__Text for analysis__
*** Begin section ***
Education

Motivating kids to do their best

Tuesday, April 24, 2012

There's not much Valley teachers won't do to motivate their students to achieve academic success. Some have shaved their heads, jumped in swimming pools and donned costumes as rewards. But one campus in particular is going all out this spring to get kids ready for STAR testing -- California's mandatory standardized testing and reporting, which starts in the second grade.

California's standard test is considered to be the biggest, most important exam of the entire year.

Thomas Elementary interim principal, Greg Broch-Jones said, "Really important. They've been working all year long and this is what we've been leading up to at the end of the year."

Test results are used for student and school accountability -- which is why the entire staff at Thomas Elementary is working around the clock to make sure kids are prepared for test day.

Thomas Elementary School counselor, Lisa Nichols said, "We wanted to do something fun and that would stick with the kids so we said let's come up with a case of the CST's and make it breaking news at Thomas Elementary."

The result?

A video, outlining specific strategies to help kids perform well and give them the tools they need to drive up their test scores.
*** End section ***
__Extracted information__
*** Begin section ***
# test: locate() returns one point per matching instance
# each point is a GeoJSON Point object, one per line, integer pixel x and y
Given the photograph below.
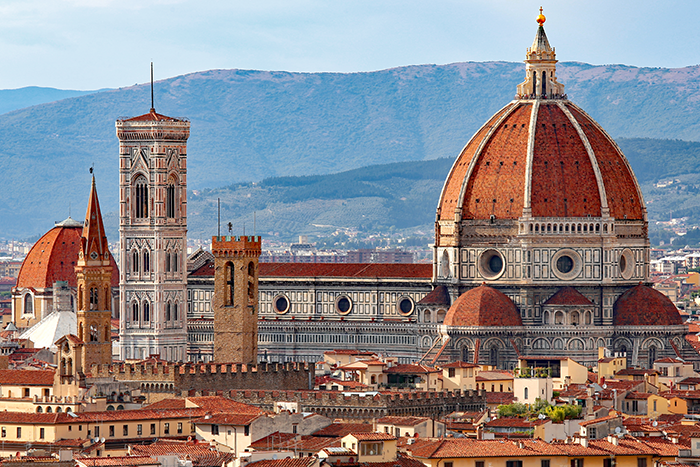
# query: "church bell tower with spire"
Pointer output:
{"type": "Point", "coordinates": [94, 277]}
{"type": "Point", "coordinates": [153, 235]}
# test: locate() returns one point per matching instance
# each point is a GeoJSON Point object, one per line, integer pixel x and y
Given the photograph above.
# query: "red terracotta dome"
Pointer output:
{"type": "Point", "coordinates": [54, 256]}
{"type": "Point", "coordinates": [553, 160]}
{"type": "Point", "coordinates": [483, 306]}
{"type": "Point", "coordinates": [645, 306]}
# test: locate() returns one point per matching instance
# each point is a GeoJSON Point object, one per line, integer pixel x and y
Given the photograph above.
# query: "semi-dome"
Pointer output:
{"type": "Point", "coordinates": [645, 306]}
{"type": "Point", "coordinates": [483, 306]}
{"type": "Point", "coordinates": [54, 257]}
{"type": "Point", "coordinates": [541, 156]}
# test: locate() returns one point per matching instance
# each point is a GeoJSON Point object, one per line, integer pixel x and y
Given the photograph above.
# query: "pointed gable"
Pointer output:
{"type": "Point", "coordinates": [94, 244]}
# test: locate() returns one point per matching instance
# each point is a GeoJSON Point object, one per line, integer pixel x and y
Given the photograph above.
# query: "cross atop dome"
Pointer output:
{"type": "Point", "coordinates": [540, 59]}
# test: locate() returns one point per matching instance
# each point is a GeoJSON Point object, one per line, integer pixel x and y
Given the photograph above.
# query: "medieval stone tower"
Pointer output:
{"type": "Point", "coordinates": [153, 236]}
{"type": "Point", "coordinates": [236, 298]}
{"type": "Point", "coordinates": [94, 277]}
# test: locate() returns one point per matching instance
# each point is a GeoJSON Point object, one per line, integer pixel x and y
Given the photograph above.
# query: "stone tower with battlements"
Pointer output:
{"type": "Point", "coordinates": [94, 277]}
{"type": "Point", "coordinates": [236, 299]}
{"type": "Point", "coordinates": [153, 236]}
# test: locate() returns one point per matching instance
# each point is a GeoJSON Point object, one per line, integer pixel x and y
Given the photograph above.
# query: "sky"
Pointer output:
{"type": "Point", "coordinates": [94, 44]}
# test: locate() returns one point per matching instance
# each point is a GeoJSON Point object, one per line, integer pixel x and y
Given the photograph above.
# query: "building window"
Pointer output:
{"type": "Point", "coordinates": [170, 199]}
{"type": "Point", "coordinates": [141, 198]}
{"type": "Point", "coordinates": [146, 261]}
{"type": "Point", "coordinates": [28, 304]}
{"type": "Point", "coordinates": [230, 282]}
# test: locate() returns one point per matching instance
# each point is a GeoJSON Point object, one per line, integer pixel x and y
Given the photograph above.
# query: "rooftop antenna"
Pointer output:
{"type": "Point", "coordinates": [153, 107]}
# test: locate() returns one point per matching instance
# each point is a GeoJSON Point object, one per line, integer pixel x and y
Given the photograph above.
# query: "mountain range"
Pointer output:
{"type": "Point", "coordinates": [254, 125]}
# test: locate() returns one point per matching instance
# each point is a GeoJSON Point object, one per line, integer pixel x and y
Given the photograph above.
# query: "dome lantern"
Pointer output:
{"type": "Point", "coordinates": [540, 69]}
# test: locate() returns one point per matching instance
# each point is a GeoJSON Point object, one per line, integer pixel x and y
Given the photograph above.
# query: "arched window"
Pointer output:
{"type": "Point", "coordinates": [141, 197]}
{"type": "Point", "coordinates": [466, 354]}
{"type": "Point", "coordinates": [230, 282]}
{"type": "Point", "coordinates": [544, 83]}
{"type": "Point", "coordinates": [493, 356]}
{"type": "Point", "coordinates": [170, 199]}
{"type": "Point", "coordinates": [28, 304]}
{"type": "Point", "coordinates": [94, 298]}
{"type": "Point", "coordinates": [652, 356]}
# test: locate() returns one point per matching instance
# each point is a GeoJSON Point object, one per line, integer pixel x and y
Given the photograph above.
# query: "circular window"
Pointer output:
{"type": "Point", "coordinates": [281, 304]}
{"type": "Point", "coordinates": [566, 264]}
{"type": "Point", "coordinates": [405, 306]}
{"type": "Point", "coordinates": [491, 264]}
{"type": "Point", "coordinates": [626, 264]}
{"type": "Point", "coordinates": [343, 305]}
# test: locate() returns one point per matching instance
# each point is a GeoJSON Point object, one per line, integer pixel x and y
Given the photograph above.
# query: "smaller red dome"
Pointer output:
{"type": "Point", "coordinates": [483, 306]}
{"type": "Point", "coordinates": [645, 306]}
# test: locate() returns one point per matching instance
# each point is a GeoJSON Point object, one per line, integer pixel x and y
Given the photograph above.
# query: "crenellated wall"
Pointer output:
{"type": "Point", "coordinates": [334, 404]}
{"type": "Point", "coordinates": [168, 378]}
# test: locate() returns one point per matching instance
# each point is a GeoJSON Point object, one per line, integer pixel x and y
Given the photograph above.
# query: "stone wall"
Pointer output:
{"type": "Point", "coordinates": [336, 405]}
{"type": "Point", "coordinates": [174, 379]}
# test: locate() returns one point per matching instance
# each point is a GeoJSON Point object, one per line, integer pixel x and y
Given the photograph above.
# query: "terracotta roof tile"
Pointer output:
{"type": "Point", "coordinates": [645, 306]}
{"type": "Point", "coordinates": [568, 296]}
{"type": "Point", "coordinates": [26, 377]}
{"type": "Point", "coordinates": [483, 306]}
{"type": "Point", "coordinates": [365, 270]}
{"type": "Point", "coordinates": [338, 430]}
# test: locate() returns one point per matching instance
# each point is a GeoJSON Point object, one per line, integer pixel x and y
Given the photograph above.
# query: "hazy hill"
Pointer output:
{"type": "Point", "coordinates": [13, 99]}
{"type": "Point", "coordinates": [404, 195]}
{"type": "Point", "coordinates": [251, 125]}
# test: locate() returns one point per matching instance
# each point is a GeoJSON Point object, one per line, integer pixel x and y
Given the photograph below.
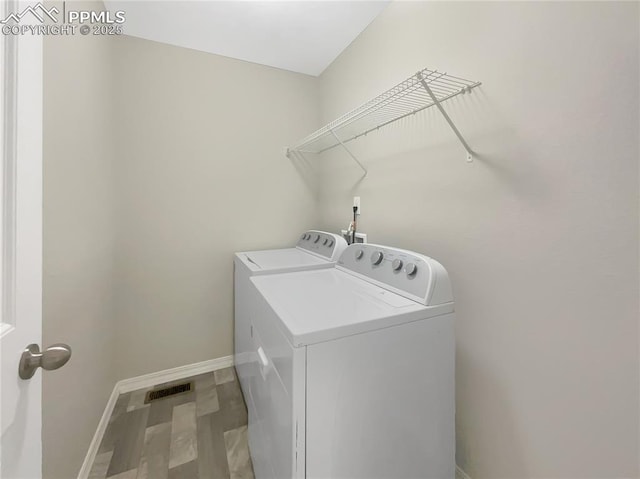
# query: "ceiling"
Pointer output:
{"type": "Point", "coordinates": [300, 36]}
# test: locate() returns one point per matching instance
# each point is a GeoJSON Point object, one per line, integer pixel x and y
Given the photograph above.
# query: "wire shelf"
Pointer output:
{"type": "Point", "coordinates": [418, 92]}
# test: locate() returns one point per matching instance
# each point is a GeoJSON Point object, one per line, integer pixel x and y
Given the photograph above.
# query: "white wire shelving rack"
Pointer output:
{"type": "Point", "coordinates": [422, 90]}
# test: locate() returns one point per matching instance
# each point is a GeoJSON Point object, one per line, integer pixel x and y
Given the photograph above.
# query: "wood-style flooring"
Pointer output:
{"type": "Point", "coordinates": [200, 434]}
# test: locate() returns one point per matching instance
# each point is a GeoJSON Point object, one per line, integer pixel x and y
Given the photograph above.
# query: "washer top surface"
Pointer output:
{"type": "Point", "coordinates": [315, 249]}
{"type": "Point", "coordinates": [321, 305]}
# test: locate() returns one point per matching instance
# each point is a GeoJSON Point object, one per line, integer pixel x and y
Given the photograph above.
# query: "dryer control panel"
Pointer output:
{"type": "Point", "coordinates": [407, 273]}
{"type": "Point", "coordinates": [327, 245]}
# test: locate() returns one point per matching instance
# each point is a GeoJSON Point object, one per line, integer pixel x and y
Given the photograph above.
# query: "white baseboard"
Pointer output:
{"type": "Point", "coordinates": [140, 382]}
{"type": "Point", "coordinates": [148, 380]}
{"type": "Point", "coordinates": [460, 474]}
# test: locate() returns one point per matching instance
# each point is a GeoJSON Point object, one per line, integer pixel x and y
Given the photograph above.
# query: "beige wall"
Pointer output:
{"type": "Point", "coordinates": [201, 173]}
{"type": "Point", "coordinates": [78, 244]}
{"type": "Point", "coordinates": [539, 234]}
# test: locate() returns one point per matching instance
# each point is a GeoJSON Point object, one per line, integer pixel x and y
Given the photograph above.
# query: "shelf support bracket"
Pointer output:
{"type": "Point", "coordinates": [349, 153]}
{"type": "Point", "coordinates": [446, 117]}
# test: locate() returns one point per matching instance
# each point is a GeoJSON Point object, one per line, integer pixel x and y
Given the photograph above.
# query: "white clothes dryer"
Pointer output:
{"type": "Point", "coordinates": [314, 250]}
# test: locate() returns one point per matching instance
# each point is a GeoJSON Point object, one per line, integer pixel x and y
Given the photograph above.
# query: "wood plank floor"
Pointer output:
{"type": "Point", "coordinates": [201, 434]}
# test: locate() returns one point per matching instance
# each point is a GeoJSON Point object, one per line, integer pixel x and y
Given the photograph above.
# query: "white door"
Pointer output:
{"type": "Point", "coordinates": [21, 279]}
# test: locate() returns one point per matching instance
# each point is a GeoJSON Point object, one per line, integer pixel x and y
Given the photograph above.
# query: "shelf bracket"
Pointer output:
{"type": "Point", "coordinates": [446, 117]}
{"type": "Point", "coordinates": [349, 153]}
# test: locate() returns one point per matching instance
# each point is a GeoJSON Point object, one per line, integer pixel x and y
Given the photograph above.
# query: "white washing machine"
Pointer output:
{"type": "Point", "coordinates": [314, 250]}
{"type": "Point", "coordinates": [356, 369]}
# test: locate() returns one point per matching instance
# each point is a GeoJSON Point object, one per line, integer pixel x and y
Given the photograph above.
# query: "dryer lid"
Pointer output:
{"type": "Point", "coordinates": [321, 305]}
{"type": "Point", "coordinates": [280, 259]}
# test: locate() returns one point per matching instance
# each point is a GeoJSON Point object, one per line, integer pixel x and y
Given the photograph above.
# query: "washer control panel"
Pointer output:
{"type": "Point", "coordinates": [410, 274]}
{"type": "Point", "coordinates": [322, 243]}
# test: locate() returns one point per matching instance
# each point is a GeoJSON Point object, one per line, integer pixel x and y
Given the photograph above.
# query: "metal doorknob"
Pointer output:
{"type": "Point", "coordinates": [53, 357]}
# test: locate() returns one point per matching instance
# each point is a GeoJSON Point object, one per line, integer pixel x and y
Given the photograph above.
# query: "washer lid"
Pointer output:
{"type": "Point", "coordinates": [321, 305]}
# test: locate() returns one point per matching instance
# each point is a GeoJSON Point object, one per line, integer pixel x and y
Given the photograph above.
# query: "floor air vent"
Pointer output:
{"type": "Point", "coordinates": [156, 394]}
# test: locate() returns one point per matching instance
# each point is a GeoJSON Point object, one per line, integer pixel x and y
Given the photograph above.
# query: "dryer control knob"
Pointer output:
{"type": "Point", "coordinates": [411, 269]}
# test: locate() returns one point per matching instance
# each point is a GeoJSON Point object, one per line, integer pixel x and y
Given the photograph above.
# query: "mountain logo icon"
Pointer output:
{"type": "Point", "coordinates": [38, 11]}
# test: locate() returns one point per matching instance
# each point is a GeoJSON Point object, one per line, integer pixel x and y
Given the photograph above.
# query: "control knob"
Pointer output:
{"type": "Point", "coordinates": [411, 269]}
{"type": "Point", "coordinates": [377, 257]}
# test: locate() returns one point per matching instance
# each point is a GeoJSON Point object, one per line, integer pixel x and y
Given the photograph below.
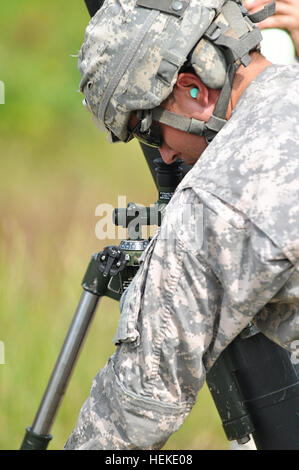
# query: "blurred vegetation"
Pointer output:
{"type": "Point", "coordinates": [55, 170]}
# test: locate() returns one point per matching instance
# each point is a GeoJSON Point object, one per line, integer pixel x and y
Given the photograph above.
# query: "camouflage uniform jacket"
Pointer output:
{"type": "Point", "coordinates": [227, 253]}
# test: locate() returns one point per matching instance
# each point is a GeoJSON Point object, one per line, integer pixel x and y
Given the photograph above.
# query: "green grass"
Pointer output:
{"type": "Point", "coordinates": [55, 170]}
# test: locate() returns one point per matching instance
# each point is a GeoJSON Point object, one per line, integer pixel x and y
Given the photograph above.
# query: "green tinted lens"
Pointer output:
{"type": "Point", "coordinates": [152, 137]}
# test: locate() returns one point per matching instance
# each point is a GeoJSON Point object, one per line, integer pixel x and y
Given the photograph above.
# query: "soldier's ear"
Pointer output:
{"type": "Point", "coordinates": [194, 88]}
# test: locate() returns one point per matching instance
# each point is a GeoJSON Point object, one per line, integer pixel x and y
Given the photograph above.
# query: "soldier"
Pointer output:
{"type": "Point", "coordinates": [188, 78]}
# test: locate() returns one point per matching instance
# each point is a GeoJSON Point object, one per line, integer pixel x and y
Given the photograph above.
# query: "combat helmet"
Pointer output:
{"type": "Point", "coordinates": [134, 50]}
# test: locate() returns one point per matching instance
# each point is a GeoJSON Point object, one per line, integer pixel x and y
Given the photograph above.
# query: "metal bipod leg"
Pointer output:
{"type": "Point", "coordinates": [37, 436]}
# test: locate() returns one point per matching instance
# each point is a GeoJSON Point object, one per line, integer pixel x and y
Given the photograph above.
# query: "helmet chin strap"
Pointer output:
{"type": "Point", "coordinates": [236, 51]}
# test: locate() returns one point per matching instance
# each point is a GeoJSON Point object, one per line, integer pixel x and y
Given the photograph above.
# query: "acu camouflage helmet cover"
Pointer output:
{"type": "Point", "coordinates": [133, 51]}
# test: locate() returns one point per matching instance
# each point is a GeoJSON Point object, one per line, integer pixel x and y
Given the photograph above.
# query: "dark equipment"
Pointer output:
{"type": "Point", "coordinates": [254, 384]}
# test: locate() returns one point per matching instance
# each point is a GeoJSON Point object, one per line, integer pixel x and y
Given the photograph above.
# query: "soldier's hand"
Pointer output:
*** End section ***
__Complete the following__
a – From the article on motivating kids for STAR testing, repeat word for word the part that opens with the words containing "Tuesday, April 24, 2012" and closes with "the second grade.".
b – In the article on motivating kids for STAR testing, in which grade does California's STAR testing start?
Rely only on the article about motivating kids for STAR testing, not on the material.

__Answers for this exercise__
a –
Tuesday, April 24, 2012

There's not much Valley teachers won't do to motivate their students to achieve academic success. Some have shaved their heads, jumped in swimming pools and donned costumes as rewards. But one campus in particular is going all out this spring to get kids ready for STAR testing -- California's mandatory standardized testing and reporting, which starts in the second grade.

b – The second grade.